● **WHAT YOU NEED TO DO**
Recast every row below as a numbered list, omitting any blank lines.

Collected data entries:

>>>>

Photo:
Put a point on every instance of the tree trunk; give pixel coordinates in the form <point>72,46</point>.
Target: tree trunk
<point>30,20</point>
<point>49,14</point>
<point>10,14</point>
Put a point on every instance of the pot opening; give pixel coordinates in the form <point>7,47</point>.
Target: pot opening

<<<<

● **THE ANSWER**
1. Photo:
2. Put a point on every instance of the tree trunk; give pixel coordinates in the form <point>72,46</point>.
3. Target: tree trunk
4. <point>30,20</point>
5. <point>49,14</point>
6. <point>10,14</point>
7. Put a point on every instance of the pot opening; give pixel coordinates in the form <point>7,47</point>.
8. Target: pot opening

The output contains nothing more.